• **Directions**:
Print all the records exactly, please.

• **Records**:
^^^^^^^^^^^^^^^^

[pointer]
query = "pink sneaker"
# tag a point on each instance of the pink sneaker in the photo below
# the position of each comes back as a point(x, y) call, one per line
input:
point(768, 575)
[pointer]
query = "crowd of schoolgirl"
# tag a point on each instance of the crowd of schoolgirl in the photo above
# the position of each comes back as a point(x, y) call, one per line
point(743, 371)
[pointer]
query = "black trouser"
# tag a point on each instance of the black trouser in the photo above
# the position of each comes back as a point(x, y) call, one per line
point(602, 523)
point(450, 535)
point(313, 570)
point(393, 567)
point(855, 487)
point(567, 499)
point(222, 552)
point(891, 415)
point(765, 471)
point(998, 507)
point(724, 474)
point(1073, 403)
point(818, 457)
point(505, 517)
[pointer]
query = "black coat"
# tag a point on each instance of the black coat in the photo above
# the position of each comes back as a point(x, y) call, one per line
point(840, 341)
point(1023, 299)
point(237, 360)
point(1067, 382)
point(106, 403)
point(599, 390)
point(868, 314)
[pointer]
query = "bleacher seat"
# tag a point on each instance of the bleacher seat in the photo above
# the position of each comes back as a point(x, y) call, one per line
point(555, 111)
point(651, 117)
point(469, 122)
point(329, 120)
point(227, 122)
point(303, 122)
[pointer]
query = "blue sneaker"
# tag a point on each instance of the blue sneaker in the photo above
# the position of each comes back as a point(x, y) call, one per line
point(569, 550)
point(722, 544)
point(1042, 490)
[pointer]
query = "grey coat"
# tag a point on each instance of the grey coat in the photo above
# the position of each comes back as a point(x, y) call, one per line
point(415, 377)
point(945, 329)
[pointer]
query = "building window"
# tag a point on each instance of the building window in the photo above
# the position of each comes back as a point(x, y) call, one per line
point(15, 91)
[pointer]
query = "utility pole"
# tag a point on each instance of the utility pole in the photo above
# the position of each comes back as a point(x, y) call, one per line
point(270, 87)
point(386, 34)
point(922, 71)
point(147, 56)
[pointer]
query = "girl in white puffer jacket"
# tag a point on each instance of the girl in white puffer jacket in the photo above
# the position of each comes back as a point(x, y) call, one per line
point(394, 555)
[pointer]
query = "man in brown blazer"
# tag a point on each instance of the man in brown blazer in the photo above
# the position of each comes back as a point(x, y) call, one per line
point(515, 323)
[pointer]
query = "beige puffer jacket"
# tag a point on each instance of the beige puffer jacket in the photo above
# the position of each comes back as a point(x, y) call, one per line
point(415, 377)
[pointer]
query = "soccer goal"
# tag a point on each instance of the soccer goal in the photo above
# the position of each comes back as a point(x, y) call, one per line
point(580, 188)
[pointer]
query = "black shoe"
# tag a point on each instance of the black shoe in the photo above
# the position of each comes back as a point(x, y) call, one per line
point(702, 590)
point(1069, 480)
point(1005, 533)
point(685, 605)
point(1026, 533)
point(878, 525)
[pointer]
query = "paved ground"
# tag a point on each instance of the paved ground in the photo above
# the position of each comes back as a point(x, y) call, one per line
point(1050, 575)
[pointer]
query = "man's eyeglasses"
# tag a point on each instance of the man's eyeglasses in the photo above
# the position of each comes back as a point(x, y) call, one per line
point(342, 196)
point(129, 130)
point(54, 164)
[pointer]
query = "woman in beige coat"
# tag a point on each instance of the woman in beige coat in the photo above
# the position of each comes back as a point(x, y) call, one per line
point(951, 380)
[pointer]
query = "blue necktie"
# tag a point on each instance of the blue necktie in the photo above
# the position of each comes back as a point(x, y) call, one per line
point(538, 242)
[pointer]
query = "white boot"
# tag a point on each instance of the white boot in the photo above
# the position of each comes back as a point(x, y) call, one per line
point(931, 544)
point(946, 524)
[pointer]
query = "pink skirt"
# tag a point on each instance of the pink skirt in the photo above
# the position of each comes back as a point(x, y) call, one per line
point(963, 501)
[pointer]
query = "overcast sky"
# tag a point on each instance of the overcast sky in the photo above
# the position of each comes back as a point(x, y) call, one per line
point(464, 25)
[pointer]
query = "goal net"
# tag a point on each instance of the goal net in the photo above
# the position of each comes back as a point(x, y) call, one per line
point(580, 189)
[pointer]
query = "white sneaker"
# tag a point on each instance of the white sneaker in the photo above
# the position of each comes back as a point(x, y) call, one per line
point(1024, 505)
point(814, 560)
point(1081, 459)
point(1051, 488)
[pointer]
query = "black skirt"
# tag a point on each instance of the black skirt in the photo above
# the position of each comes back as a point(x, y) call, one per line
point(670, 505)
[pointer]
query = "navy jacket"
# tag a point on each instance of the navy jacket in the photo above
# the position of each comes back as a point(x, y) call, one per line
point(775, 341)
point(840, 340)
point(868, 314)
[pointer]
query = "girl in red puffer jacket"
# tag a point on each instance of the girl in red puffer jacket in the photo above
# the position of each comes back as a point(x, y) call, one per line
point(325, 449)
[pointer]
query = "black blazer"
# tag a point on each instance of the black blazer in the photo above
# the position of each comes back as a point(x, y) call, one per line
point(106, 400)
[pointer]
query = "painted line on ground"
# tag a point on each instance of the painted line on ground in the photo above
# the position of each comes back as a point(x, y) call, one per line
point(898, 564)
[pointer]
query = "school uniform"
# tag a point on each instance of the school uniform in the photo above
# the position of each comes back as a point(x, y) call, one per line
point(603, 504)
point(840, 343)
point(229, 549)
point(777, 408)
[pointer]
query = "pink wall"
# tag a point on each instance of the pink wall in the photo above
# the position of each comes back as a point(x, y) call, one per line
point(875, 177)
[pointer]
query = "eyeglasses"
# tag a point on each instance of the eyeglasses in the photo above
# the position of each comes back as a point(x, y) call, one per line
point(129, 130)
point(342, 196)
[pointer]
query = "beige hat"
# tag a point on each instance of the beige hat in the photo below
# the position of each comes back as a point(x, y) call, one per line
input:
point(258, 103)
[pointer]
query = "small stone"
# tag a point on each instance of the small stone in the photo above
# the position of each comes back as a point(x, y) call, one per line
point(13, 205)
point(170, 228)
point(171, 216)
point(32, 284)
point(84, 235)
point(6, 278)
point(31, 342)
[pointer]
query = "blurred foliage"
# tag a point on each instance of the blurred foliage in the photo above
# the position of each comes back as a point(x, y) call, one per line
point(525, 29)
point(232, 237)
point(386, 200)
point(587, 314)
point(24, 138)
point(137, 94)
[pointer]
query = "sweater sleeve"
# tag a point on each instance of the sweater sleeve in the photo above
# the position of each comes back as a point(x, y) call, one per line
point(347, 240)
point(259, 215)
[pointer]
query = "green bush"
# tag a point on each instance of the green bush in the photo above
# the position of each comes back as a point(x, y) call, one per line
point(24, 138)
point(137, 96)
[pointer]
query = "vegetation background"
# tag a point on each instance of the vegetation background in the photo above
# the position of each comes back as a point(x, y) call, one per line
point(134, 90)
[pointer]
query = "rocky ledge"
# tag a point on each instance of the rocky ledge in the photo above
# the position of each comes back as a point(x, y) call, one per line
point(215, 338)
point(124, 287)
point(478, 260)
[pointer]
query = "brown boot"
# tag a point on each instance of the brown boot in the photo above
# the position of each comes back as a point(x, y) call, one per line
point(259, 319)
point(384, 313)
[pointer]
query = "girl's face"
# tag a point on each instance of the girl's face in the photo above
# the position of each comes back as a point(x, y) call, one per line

^^^^^^^^^^^^^^^^

• **Written answer**:
[pointer]
query = "pink sneaker"
# tag a point on each instance of the pink sneaker in the photo below
# the position of each comes back as a point(x, y) call, one per line
input:
point(768, 575)
[pointer]
query = "crowd of schoolgirl"
# tag a point on each instance of the crowd of schoolgirl in the photo above
# the position of each comes back as a point(x, y) call, one per line
point(743, 371)
[pointer]
query = "black trouser"
# tag a point on each instance of the black trouser in the photo above
# the position of each comes back as a point(x, y) call, one per line
point(602, 523)
point(450, 535)
point(313, 570)
point(393, 567)
point(855, 487)
point(567, 499)
point(222, 552)
point(891, 415)
point(765, 471)
point(998, 507)
point(724, 474)
point(1073, 403)
point(818, 457)
point(505, 517)
[pointer]
query = "black coat"
# tag a point on each instance of the black coat in the photo above
# the position of each comes back as a point(x, y) call, one per line
point(840, 341)
point(1023, 299)
point(237, 360)
point(1067, 382)
point(106, 403)
point(599, 390)
point(868, 314)
[pointer]
query = "bleacher seat"
# tag a point on each instance of the bleacher seat in the photo above
# the position of each comes back as a point(x, y) call, one per line
point(555, 111)
point(651, 117)
point(469, 122)
point(329, 120)
point(227, 122)
point(303, 122)
[pointer]
query = "blue sneaker"
# tag a point on each instance of the blue sneaker in the photo above
# the position of each comes back as a point(x, y) call, one per line
point(569, 550)
point(722, 544)
point(1042, 490)
[pointer]
query = "grey coat"
# tag a point on each instance of the grey coat in the photo above
# the position of each comes back as a point(x, y) call, one per line
point(415, 377)
point(945, 329)
[pointer]
query = "building window"
# tag a point on each instance of the building window in the photo above
# the position of each comes back as a point(x, y) call, one per line
point(15, 91)
[pointer]
query = "utility pole"
# tag a point on each instance of the utility pole in the photo above
# the position of each comes back as a point(x, y) call, one per line
point(270, 87)
point(386, 34)
point(922, 71)
point(147, 56)
[pointer]
query = "girl in white puffer jacket"
# tag a point on each instance of the girl in white puffer jacket in the photo above
# the position of each comes back as a point(x, y) call, one per line
point(394, 555)
[pointer]
query = "man in brown blazer"
# tag a point on each instance of the man in brown blazer in the photo above
# the position of each comes back as a point(x, y) call, one per line
point(515, 323)
[pointer]
query = "beige puffer jacket"
# tag a point on each instance of the beige puffer jacket in the photo above
# the position of each comes back as a point(x, y) call, one per line
point(415, 377)
[pointer]
query = "soccer goal"
# tag a point on each instance of the soccer goal in the photo above
# the position of each comes back as a point(x, y) call, one per line
point(580, 188)
[pointer]
query = "black shoe"
# tag a point on each instance of the black shoe in the photo above
# the position of each comes back as a point(x, y) call, one per line
point(702, 590)
point(1069, 480)
point(1005, 533)
point(685, 605)
point(1026, 533)
point(878, 525)
[pointer]
query = "paved ground"
# tag a point on each instance of the paved ground in the photo above
# the position of each comes back as a point(x, y) call, one per line
point(1050, 575)
[pointer]
query = "man's eyeglasses"
# tag a point on each instance of the man's eyeglasses in the photo above
# the position of each comes back as a point(x, y) call, one per line
point(342, 196)
point(129, 130)
point(54, 164)
[pointer]
query = "woman in beige coat"
# tag a point on each instance of the woman in beige coat in the photo above
# the position of each comes back as a point(x, y) call, one per line
point(951, 380)
[pointer]
query = "blue necktie"
# tag a point on each instance of the blue necktie in the photo above
# the position of each comes back as a point(x, y) call, one per line
point(538, 242)
[pointer]
query = "white boot"
# tag a point on each instance of the white boot in the photo above
# the position of each comes back as a point(x, y) call, one per line
point(931, 544)
point(946, 524)
[pointer]
query = "pink skirt"
# tag a point on each instance of the pink skirt in the photo above
# the position of each comes back as a point(x, y) call, one per line
point(963, 501)
[pointer]
query = "overcast sky"
# tag a point on each instance of the overcast sky in the photo above
# the position of each comes back as a point(x, y) call, one per line
point(464, 25)
[pointer]
query = "goal net"
# tag a point on each instance of the goal net in the photo above
# the position of each comes back as a point(x, y) call, one per line
point(580, 189)
[pointer]
query = "white sneaker"
# tag a point on each instance of the white sneaker in the photo above
# the position of each comes back as a point(x, y) call, one per line
point(1024, 505)
point(814, 560)
point(1081, 459)
point(1051, 488)
[pointer]
query = "black skirt"
# tag a point on each instance of the black skirt in the photo above
# the position of each comes back as a point(x, y) call, one per line
point(670, 505)
[pointer]
query = "navy jacket"
# tag a point on each instance of the navy jacket in the photo above
# the position of each comes back as a point(x, y) call, one per line
point(775, 341)
point(840, 340)
point(868, 314)
[pointer]
query = "girl in red puffer jacket"
# tag a point on each instance of the girl in red puffer jacket in the photo above
# the position of each comes back as a point(x, y) call, one per line
point(325, 449)
[pointer]
query = "black blazer"
# tag a point on each instance of the black blazer in the photo above
# the position of each comes back as a point(x, y) call, one per line
point(106, 400)
[pointer]
query = "painted line on ground"
# tag a point on each instance of the painted line on ground in the photo above
# the position of each comes back as a point(x, y) call, one per line
point(898, 564)
[pointer]
query = "school uniform"
# tag a point on each instance of the school uniform in the photo above
# the position of each comes back as a point(x, y) call, one per line
point(603, 504)
point(840, 343)
point(229, 549)
point(777, 408)
[pointer]
query = "pink wall"
# tag a point on each instance of the pink wall in the photo above
# the position of each comes back as a point(x, y) call, one per line
point(875, 177)
[pointer]
query = "eyeglasses"
# tag a point on each instance of the eyeglasses in the photo above
# the position of each comes back as a point(x, y) call, one per line
point(129, 130)
point(342, 196)
[pointer]
query = "beige hat"
# tag a point on each instance of the beige hat in the photo below
# the position of each comes back as a point(x, y) call, one per line
input:
point(258, 103)
[pointer]
query = "small stone"
# tag a point on each instance of the small stone in the photo above
# the position of each comes back as a point(x, y) call, one per line
point(13, 205)
point(170, 228)
point(171, 216)
point(32, 284)
point(84, 235)
point(6, 278)
point(31, 342)
[pointer]
query = "blurred foliage"
# tag a point on each instance of the blurred foliage in the photo above
# the position of each comes back as a point(x, y) call, one per line
point(525, 29)
point(232, 237)
point(386, 200)
point(587, 314)
point(24, 138)
point(137, 94)
[pointer]
query = "sweater sleeve"
# tag a point on each instance of the sweater sleeve in the photo above
# the position of each comes back as a point(x, y) call, one per line
point(347, 240)
point(259, 215)
[pointer]
query = "green bush"
# tag a point on each instance of the green bush in the photo above
# the position of each comes back as a point(x, y) call, one per line
point(24, 138)
point(137, 96)
[pointer]
query = "vegetation background"
# tag a point on each instance of the vegetation background in the photo above
# the position of each comes back as a point(x, y) call, one per line
point(134, 90)
[pointer]
query = "rocky ledge"
# tag a point on each instance of the rocky ledge in the photo above
# the position of each comes back as a point(x, y) call, one per line
point(215, 338)
point(124, 287)
point(478, 260)
[pointer]
query = "brown boot"
# tag a point on each instance of the brown boot in the photo above
# the position of each comes back as a point(x, y) call, one per line
point(259, 319)
point(384, 313)
[pointer]
query = "girl's face"
# tag a point on each instance of the girl's face in the photo above
# the position of each comes back as a point(x, y) call, one per line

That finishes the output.